___ Data supplied ___

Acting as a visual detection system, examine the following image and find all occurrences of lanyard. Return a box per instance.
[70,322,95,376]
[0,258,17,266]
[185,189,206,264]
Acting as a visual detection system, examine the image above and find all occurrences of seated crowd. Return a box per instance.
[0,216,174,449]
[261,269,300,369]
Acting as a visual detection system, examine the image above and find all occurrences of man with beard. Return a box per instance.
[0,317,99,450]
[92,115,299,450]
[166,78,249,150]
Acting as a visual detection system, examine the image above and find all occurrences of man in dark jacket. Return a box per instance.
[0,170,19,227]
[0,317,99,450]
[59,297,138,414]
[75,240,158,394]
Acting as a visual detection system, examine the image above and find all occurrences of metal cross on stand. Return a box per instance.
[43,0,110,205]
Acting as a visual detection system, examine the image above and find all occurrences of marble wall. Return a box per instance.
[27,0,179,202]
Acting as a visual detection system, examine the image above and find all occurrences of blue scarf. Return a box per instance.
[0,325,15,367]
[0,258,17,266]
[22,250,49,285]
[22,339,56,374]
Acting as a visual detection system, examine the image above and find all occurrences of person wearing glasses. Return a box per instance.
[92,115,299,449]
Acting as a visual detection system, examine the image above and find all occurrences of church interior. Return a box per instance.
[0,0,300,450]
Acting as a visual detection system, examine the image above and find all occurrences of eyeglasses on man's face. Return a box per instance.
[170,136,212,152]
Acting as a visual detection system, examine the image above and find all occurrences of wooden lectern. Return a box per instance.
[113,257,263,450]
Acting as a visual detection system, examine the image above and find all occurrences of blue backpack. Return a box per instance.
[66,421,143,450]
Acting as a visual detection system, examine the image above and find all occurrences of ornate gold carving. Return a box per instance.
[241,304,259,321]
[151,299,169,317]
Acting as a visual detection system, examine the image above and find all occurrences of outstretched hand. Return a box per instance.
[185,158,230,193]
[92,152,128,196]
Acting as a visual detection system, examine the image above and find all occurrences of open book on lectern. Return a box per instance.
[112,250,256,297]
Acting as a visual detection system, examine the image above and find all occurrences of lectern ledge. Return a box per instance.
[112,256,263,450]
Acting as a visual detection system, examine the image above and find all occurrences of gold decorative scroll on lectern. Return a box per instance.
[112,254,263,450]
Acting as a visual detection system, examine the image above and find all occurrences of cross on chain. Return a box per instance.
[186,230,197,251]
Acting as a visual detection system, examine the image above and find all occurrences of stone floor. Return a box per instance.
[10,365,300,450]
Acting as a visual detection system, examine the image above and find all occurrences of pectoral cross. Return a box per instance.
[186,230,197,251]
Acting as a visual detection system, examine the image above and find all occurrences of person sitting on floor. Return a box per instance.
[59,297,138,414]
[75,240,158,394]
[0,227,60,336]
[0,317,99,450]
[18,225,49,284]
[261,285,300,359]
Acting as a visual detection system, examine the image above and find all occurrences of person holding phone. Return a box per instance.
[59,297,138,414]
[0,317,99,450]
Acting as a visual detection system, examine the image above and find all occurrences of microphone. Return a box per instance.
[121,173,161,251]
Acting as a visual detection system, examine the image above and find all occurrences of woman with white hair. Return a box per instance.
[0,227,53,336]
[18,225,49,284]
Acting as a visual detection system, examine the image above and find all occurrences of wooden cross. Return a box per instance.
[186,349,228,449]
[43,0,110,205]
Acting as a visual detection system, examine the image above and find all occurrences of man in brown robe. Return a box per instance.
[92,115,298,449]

___

* [Exercise details]: Rewrite the part that opens with the line containing "scarf. Return a box per instance." and closes with the line containing "[151,299,169,317]", changing "blue scarf" to "red scarf" and leaving everything else the same.

* [Exercise solution]:
Acting as a visual detection system, examine the image above and find all occurrences of red scarf. Return a box per instance.
[0,325,15,367]
[0,258,17,266]
[22,250,49,285]
[22,339,56,374]
Acting as a visual detection system, examine the image above and find all occurrences of person wearing glasses. Return a box per instance.
[92,115,299,449]
Acting as a visual detection system, examine the image above and find all occurrences of church interior. Return a box per instance.
[0,0,300,450]
Acting as a visual detection system, examine the image above and find all occurrences of eyeglasses on man's face. Return a box per instance.
[170,136,212,152]
Acting as a visual detection system, examine the image above and find all occurrences of wooden lectern. Return a box per instance.
[113,257,263,450]
Acting as a visual detection system, examine the image above and find all occurrences of blue backpack. Return a box per instance.
[66,421,143,450]
Acting as a visual detection system, examine the image above and find all occurrences of ornate gold carving. Return a box per instance.
[241,304,259,321]
[151,299,169,317]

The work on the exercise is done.